Pick out each line of the material below that contains the string "region", and copy those lines. Match the letter case exactly.

[start of Available records]

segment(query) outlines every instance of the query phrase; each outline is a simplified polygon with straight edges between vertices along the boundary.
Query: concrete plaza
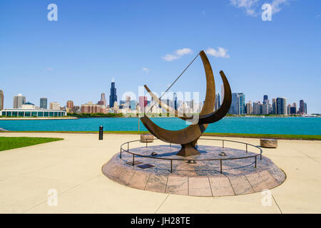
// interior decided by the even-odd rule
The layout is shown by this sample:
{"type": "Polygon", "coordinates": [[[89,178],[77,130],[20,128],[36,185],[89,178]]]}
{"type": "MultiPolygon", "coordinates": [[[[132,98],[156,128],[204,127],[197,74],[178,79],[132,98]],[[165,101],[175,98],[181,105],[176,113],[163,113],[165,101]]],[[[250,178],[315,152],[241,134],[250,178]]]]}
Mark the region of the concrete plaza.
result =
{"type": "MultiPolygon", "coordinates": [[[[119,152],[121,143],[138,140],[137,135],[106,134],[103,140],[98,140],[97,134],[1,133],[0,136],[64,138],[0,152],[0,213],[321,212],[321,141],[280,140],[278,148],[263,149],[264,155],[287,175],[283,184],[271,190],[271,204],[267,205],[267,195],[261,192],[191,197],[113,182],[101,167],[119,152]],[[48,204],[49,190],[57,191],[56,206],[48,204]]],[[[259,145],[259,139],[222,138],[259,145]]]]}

[end of Available records]
[start of Available records]

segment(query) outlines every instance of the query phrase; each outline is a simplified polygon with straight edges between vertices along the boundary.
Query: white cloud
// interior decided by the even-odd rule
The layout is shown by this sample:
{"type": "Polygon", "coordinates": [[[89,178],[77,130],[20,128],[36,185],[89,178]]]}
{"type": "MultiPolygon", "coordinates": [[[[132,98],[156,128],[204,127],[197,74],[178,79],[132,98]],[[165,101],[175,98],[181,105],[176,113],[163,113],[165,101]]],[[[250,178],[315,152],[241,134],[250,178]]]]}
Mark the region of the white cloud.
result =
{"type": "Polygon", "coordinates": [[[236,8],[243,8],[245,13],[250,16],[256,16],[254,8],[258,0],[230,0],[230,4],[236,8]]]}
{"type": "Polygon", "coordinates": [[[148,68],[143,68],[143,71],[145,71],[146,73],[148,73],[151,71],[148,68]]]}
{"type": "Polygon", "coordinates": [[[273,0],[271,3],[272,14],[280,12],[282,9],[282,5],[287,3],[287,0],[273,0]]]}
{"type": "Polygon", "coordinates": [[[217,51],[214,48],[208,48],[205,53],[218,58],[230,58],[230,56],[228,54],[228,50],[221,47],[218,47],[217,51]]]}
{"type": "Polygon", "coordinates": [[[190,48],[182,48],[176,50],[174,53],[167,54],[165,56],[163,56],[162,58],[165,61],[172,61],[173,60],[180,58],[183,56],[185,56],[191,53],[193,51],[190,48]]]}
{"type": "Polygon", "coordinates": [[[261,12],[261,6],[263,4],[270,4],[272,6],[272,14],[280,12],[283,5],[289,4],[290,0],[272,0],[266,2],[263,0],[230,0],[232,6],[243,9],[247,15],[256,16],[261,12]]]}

[end of Available records]

- _Solution to the problem_
Mark the region of the concrete plaza.
Mark the region of the white cloud.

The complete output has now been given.